## Work to be completed
Everything from the line containing "Request = locate the khaki" to the last line of the records must be returned verbatim; nothing else belongs in the output.

## Material for the task
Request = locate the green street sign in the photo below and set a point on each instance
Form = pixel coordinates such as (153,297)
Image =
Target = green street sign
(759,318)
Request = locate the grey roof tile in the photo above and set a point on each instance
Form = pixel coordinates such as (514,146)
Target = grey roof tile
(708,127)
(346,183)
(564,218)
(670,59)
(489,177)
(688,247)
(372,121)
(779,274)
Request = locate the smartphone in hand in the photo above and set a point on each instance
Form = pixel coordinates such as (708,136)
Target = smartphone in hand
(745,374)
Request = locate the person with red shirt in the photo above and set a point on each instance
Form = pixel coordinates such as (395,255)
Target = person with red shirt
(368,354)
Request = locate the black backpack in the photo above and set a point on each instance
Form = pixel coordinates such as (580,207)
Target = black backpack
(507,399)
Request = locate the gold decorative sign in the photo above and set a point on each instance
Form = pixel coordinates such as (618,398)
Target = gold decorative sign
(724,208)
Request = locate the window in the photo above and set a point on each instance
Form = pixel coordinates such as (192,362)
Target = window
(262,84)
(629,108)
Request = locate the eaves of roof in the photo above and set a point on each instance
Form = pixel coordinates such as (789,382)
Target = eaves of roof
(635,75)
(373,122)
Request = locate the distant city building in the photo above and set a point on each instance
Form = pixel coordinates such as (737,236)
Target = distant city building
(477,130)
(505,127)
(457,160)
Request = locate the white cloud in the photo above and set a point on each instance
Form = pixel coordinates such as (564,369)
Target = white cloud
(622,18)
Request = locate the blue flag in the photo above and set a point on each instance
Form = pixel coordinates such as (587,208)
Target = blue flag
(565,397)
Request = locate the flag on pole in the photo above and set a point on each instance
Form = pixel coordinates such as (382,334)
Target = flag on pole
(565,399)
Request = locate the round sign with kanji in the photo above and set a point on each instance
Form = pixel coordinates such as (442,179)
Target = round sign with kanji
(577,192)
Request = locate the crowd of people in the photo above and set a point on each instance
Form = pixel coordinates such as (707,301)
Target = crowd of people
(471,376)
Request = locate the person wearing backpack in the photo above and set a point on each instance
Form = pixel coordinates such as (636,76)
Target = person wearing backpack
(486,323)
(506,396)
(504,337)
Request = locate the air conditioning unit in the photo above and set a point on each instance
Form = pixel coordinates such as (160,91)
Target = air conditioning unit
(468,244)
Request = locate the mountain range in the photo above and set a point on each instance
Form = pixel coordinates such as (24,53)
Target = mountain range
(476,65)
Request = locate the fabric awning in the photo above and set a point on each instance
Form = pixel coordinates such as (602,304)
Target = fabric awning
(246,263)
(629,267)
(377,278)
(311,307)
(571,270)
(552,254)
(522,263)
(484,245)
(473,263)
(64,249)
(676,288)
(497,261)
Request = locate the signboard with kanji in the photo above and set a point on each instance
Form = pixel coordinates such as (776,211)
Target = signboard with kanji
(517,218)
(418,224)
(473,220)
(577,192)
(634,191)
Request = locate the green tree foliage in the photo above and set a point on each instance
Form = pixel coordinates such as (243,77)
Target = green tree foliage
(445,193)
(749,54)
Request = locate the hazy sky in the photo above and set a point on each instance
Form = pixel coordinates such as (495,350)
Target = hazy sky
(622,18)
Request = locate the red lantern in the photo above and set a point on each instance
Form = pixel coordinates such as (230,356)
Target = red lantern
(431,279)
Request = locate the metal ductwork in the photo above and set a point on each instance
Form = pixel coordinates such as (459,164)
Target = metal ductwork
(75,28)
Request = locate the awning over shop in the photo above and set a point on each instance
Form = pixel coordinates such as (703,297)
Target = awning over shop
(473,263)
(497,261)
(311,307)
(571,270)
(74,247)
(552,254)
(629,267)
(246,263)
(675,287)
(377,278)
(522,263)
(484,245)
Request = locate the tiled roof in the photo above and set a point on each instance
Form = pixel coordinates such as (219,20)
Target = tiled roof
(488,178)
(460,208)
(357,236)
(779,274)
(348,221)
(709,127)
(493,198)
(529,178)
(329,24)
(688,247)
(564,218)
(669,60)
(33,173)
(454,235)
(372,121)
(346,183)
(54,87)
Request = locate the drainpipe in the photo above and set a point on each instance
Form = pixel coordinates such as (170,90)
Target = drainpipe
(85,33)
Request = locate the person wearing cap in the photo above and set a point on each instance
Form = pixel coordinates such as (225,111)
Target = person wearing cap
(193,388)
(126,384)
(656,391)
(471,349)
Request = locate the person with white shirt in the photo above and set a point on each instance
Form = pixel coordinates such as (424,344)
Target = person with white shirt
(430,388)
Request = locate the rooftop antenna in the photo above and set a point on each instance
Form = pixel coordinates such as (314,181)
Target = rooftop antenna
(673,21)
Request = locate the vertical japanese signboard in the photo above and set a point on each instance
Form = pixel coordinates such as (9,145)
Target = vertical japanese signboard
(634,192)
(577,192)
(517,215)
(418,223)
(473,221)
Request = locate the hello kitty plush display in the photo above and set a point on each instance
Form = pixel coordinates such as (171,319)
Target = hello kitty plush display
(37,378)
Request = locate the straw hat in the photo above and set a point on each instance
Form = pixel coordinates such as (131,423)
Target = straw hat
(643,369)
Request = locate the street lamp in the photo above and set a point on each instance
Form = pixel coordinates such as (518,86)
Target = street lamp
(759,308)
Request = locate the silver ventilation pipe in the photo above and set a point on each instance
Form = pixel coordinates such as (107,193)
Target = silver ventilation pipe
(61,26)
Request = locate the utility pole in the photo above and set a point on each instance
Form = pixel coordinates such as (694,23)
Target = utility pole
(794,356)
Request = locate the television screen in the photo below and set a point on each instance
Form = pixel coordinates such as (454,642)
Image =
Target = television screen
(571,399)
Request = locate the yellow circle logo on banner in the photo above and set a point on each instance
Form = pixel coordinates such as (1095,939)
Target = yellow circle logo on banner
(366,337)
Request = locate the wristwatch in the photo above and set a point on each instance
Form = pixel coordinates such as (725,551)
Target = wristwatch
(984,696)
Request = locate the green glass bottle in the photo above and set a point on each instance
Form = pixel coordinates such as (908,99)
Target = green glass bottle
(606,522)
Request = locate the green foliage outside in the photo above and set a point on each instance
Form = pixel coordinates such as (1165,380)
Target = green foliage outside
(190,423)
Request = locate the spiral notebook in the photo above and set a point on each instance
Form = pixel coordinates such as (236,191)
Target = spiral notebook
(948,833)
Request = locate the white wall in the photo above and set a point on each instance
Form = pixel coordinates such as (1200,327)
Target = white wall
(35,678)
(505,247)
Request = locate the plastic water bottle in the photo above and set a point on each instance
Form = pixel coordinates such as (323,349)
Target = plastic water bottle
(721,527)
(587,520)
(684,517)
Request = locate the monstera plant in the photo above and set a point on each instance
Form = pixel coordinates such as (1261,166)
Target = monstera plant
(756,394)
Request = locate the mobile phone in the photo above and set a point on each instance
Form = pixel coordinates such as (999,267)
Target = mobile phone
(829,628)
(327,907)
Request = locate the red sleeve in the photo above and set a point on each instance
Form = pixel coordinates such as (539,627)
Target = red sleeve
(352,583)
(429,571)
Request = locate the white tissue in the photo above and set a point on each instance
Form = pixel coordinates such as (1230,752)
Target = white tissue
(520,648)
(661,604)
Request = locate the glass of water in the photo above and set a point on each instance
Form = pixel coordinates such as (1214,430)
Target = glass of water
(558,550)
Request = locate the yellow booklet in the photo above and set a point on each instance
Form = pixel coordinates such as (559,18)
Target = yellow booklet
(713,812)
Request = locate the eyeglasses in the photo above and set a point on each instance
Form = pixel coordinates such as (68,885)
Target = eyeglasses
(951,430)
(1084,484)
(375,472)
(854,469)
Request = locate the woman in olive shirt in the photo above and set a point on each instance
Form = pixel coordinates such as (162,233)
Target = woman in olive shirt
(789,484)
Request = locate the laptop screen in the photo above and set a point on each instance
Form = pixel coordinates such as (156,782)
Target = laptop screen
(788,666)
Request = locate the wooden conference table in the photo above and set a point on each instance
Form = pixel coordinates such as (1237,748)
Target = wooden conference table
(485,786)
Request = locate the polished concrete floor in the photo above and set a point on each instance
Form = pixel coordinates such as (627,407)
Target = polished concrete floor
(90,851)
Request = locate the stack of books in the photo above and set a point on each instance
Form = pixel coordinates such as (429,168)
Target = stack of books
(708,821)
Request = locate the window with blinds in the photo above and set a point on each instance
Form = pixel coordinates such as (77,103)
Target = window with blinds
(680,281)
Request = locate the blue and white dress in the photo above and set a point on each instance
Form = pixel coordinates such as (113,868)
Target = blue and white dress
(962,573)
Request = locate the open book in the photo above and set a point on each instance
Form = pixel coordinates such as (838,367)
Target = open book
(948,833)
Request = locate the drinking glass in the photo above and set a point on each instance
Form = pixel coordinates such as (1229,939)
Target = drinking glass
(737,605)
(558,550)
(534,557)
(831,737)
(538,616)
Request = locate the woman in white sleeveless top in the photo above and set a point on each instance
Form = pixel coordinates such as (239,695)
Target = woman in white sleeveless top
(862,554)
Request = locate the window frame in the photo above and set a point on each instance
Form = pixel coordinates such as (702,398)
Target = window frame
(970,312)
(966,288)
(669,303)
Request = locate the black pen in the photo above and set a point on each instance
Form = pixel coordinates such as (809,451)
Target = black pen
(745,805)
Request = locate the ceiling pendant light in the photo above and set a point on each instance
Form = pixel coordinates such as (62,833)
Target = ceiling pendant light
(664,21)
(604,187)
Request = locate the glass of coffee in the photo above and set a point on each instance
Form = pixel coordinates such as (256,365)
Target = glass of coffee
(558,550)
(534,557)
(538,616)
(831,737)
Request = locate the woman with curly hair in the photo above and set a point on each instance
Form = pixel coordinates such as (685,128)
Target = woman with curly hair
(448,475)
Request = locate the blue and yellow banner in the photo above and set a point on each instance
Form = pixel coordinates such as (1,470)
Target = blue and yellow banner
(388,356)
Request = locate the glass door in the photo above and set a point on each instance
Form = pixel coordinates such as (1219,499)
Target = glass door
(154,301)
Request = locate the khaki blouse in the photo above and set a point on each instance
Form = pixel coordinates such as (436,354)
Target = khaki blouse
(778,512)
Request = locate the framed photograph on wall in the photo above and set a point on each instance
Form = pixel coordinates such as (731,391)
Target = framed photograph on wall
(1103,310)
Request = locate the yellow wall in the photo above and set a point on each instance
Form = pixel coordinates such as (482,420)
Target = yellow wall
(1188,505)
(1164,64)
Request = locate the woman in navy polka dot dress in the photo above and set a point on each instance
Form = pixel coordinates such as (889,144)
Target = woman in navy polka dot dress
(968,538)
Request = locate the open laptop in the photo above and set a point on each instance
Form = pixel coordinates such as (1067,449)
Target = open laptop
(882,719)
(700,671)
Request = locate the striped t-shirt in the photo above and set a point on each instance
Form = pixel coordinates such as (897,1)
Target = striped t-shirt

## Reply
Request = locate the khaki blouse in the photo above and set a point on each instance
Form = pixel coordinates such as (436,354)
Target = khaki blouse
(778,512)
Request = locate the framed photograph on wall in the photo above and set a point on each instance
Form = pixel coordinates such as (731,391)
Target = framed photograph on wall
(1103,310)
Request = locate the yellow wall in the photo above and set a point on each instance
Form = pixel coordinates such as (482,420)
Target = yellow wall
(1188,505)
(1164,64)
Request = locate the woman in navy polka dot dress in the photo above and set a point on each instance
Form = pixel coordinates such as (889,144)
Target = woman in navy polka dot dress
(968,538)
Request = locate the open laptop in the photo above and set a point on each instance
Form = pixel coordinates such as (1067,449)
Target = open laptop
(882,719)
(700,671)
Request = locate the striped t-shirt in the photo above and set a point on each instance
Form = pixel coordinates such as (897,1)
Target = striped t-shirt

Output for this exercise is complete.